### Short task
Reproduce every record exactly as it appears, but not the pictures.

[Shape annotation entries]

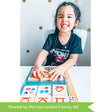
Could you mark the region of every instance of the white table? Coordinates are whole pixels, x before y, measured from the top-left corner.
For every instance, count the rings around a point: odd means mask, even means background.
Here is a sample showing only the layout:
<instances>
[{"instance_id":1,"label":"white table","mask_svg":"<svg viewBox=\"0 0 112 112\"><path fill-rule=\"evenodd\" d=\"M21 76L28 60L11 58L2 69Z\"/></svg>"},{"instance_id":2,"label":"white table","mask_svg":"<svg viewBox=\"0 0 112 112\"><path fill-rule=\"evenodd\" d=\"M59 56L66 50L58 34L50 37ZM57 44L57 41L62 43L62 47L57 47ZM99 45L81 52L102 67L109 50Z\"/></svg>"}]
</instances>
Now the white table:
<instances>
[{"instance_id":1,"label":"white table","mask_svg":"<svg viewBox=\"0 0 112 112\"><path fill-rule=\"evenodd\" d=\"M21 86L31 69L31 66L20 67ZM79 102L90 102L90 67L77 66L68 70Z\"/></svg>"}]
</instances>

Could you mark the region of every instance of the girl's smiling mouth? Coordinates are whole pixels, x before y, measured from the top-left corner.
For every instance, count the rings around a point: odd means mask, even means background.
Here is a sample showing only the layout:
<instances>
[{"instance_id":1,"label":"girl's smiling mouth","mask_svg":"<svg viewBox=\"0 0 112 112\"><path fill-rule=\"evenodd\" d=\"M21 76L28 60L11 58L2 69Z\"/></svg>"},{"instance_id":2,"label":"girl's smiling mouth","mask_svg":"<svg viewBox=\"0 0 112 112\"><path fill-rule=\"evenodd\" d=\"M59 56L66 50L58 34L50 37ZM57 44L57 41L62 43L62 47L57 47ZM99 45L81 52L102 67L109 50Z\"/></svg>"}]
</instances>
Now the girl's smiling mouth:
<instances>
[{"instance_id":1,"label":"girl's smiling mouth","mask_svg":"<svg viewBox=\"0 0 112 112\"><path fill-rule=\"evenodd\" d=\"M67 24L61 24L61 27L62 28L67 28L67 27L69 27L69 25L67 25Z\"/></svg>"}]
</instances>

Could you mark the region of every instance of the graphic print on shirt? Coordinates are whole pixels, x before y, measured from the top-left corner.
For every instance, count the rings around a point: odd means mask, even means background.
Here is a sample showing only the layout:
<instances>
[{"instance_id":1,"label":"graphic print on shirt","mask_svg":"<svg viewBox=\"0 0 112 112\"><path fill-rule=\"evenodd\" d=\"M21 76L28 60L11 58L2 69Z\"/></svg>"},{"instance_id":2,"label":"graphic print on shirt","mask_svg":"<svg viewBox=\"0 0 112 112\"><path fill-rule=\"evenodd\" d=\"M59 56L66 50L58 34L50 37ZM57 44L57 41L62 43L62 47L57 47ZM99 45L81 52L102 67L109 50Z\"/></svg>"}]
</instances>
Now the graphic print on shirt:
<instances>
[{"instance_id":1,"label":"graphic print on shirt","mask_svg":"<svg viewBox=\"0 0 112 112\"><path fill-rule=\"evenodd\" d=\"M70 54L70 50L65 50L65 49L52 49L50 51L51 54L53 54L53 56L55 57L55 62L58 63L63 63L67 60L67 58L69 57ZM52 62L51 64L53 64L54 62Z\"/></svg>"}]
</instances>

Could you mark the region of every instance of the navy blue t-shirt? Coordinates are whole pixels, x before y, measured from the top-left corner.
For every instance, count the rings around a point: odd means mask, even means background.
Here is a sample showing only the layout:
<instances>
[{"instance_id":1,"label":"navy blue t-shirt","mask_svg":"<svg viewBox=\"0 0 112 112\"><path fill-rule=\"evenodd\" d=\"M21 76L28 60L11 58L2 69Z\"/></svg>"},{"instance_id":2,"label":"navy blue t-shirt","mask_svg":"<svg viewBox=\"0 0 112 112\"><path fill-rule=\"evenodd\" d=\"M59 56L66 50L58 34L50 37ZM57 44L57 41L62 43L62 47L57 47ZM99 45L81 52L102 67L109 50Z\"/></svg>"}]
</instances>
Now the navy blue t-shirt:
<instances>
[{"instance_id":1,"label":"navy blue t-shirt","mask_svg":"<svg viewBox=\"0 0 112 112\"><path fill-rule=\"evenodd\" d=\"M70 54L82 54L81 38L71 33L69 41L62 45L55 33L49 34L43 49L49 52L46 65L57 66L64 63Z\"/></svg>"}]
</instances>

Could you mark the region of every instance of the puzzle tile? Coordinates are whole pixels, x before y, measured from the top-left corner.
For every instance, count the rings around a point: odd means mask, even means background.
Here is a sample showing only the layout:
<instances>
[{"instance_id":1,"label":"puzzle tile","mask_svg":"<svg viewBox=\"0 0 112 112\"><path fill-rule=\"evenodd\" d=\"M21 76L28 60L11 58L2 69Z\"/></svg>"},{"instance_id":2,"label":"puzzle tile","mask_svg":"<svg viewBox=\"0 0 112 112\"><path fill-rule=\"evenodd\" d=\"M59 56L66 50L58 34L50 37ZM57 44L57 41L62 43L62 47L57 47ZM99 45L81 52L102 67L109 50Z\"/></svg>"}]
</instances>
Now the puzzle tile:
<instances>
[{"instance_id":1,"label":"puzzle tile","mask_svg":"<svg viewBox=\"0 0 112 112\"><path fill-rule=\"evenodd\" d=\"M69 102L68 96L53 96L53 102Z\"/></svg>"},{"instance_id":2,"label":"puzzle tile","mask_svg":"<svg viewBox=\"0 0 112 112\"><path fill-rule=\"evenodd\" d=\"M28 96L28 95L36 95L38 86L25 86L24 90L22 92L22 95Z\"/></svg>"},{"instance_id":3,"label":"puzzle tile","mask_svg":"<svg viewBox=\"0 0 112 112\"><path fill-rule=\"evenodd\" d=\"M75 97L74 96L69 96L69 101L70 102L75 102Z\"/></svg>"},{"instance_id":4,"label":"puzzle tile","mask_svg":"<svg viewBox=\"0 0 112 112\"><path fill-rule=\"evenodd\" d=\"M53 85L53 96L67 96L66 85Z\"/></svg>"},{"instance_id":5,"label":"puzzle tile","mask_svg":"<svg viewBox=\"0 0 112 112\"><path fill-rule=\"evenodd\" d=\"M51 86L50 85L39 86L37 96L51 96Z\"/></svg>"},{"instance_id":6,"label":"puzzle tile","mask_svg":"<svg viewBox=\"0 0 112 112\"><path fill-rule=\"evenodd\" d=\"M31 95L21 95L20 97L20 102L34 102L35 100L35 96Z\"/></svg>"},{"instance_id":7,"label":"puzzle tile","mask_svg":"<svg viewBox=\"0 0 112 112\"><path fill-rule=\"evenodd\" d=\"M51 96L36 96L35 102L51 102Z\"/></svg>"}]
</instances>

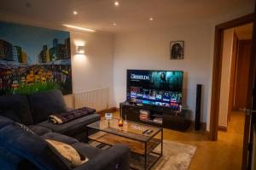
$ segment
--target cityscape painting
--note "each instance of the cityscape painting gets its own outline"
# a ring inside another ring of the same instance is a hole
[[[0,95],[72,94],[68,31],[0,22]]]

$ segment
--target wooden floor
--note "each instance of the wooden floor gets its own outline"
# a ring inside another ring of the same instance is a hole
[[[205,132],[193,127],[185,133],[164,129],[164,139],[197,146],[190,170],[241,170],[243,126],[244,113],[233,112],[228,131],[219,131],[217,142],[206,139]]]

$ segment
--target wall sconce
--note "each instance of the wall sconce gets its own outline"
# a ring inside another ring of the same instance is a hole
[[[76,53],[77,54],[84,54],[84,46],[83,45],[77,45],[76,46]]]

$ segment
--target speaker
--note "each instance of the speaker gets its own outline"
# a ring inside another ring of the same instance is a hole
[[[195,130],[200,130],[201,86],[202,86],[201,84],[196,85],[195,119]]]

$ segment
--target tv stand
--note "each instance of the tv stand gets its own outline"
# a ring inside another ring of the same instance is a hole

### Task response
Could you mark the region of every instance of the white table? Coordinates are whole pixels, x before y, measured from the top-left corner.
For every instance, count the rings around a point: odd means mask, even means background.
Here is a sample showing only the layout:
<instances>
[{"instance_id":1,"label":"white table","mask_svg":"<svg viewBox=\"0 0 112 112\"><path fill-rule=\"evenodd\" d=\"M21 76L28 60L11 58L2 69Z\"/></svg>"},{"instance_id":2,"label":"white table","mask_svg":"<svg viewBox=\"0 0 112 112\"><path fill-rule=\"evenodd\" d=\"M59 56L66 50L58 34L50 37ZM57 44L57 41L62 43L62 47L57 47ZM99 45L81 52L102 67L109 50Z\"/></svg>"}]
</instances>
Now the white table:
<instances>
[{"instance_id":1,"label":"white table","mask_svg":"<svg viewBox=\"0 0 112 112\"><path fill-rule=\"evenodd\" d=\"M21 86L31 69L31 66L20 67ZM79 102L90 102L90 67L77 66L68 70Z\"/></svg>"}]
</instances>

Could you mark the region of every instance of the girl's smiling mouth? Coordinates are whole pixels, x before y, measured from the top-left corner.
For every instance, count the rings around a point: odd means mask, even means background.
Here is a sample showing only the layout:
<instances>
[{"instance_id":1,"label":"girl's smiling mouth","mask_svg":"<svg viewBox=\"0 0 112 112\"><path fill-rule=\"evenodd\" d=\"M21 76L28 60L11 58L2 69Z\"/></svg>"},{"instance_id":2,"label":"girl's smiling mouth","mask_svg":"<svg viewBox=\"0 0 112 112\"><path fill-rule=\"evenodd\" d=\"M59 56L66 50L58 34L50 37ZM57 44L57 41L62 43L62 47L57 47ZM99 45L81 52L102 67L109 50Z\"/></svg>"}]
</instances>
Now the girl's smiling mouth:
<instances>
[{"instance_id":1,"label":"girl's smiling mouth","mask_svg":"<svg viewBox=\"0 0 112 112\"><path fill-rule=\"evenodd\" d=\"M67 24L61 24L61 27L62 28L67 28L67 27L69 27L69 25L67 25Z\"/></svg>"}]
</instances>

Could you mark the region of every instance of the graphic print on shirt? Coordinates are whole pixels, x before y, measured from the top-left corner.
For every instance, count the rings around a point: odd means mask, even means background.
Here is a sample showing only the layout:
<instances>
[{"instance_id":1,"label":"graphic print on shirt","mask_svg":"<svg viewBox=\"0 0 112 112\"><path fill-rule=\"evenodd\" d=\"M21 76L28 60L11 58L2 69Z\"/></svg>"},{"instance_id":2,"label":"graphic print on shirt","mask_svg":"<svg viewBox=\"0 0 112 112\"><path fill-rule=\"evenodd\" d=\"M59 56L66 50L58 34L50 37ZM57 44L57 41L62 43L62 47L57 47ZM99 45L81 52L102 67L109 50Z\"/></svg>"}]
</instances>
Now the graphic print on shirt:
<instances>
[{"instance_id":1,"label":"graphic print on shirt","mask_svg":"<svg viewBox=\"0 0 112 112\"><path fill-rule=\"evenodd\" d=\"M70 54L70 50L65 50L65 49L52 49L50 51L51 54L53 54L53 56L55 57L55 62L58 63L63 63L67 60L67 58L69 57ZM52 62L51 64L53 64L54 62Z\"/></svg>"}]
</instances>

Could you mark the region of every instance of the navy blue t-shirt? Coordinates are whole pixels, x before y, measured from the top-left corner.
For every instance, count the rings around a point: odd means mask, even means background.
Here is a sample showing only the layout:
<instances>
[{"instance_id":1,"label":"navy blue t-shirt","mask_svg":"<svg viewBox=\"0 0 112 112\"><path fill-rule=\"evenodd\" d=\"M21 76L28 60L11 58L2 69Z\"/></svg>"},{"instance_id":2,"label":"navy blue t-shirt","mask_svg":"<svg viewBox=\"0 0 112 112\"><path fill-rule=\"evenodd\" d=\"M59 56L66 50L58 34L50 37ZM57 44L57 41L62 43L62 47L57 47ZM99 45L81 52L102 67L109 50Z\"/></svg>"}]
</instances>
Now the navy blue t-shirt:
<instances>
[{"instance_id":1,"label":"navy blue t-shirt","mask_svg":"<svg viewBox=\"0 0 112 112\"><path fill-rule=\"evenodd\" d=\"M70 54L82 54L81 38L71 33L69 41L62 45L55 33L49 34L43 49L49 52L46 65L57 66L64 63Z\"/></svg>"}]
</instances>

Could you mark the region of every instance of the puzzle tile? Coordinates are whole pixels, x before y, measured from the top-left corner.
For every instance, count the rings around a point: odd means mask, even means background.
Here is a sample showing only the layout:
<instances>
[{"instance_id":1,"label":"puzzle tile","mask_svg":"<svg viewBox=\"0 0 112 112\"><path fill-rule=\"evenodd\" d=\"M21 76L28 60L11 58L2 69Z\"/></svg>"},{"instance_id":2,"label":"puzzle tile","mask_svg":"<svg viewBox=\"0 0 112 112\"><path fill-rule=\"evenodd\" d=\"M59 56L66 50L58 34L50 37ZM57 44L57 41L62 43L62 47L57 47ZM99 45L81 52L102 67L109 50Z\"/></svg>"}]
</instances>
Now the puzzle tile:
<instances>
[{"instance_id":1,"label":"puzzle tile","mask_svg":"<svg viewBox=\"0 0 112 112\"><path fill-rule=\"evenodd\" d=\"M69 102L68 96L53 96L53 102Z\"/></svg>"},{"instance_id":2,"label":"puzzle tile","mask_svg":"<svg viewBox=\"0 0 112 112\"><path fill-rule=\"evenodd\" d=\"M28 96L28 95L36 95L38 86L25 86L24 90L22 92L22 95Z\"/></svg>"},{"instance_id":3,"label":"puzzle tile","mask_svg":"<svg viewBox=\"0 0 112 112\"><path fill-rule=\"evenodd\" d=\"M75 97L74 96L69 96L69 101L70 102L75 102Z\"/></svg>"},{"instance_id":4,"label":"puzzle tile","mask_svg":"<svg viewBox=\"0 0 112 112\"><path fill-rule=\"evenodd\" d=\"M53 85L53 96L67 96L66 85Z\"/></svg>"},{"instance_id":5,"label":"puzzle tile","mask_svg":"<svg viewBox=\"0 0 112 112\"><path fill-rule=\"evenodd\" d=\"M51 86L50 85L39 86L37 96L51 96Z\"/></svg>"},{"instance_id":6,"label":"puzzle tile","mask_svg":"<svg viewBox=\"0 0 112 112\"><path fill-rule=\"evenodd\" d=\"M31 95L21 95L20 97L20 102L34 102L35 100L35 96Z\"/></svg>"},{"instance_id":7,"label":"puzzle tile","mask_svg":"<svg viewBox=\"0 0 112 112\"><path fill-rule=\"evenodd\" d=\"M51 96L36 96L35 102L51 102Z\"/></svg>"}]
</instances>

$ segment
--target cityscape painting
--note "each instance of the cityscape painting gets its own outline"
# a ring inside another ring of the same instance is a hole
[[[0,95],[72,94],[68,31],[0,22]]]

$ segment
--target wooden floor
--note "each instance of the wooden floor gets its own outline"
# a ring inside another ring of the same instance is a hole
[[[205,132],[193,127],[185,133],[164,129],[164,139],[197,146],[190,170],[241,170],[243,126],[244,113],[233,112],[228,131],[219,131],[217,142],[206,139]]]

$ segment
--target wall sconce
--note "each instance of the wall sconce gets its own outline"
# a ring inside another ring of the same instance is a hole
[[[76,53],[77,54],[84,54],[84,46],[83,45],[77,45],[76,46]]]

$ segment
--target speaker
--note "each instance of the speaker gets its own outline"
# a ring inside another ring of the same instance is a hole
[[[195,130],[200,130],[201,86],[202,86],[201,84],[196,85],[195,119]]]

$ segment
--target tv stand
--note "each instance of the tv stand gets its own outline"
# a ring inside another ring of the same instance is a hole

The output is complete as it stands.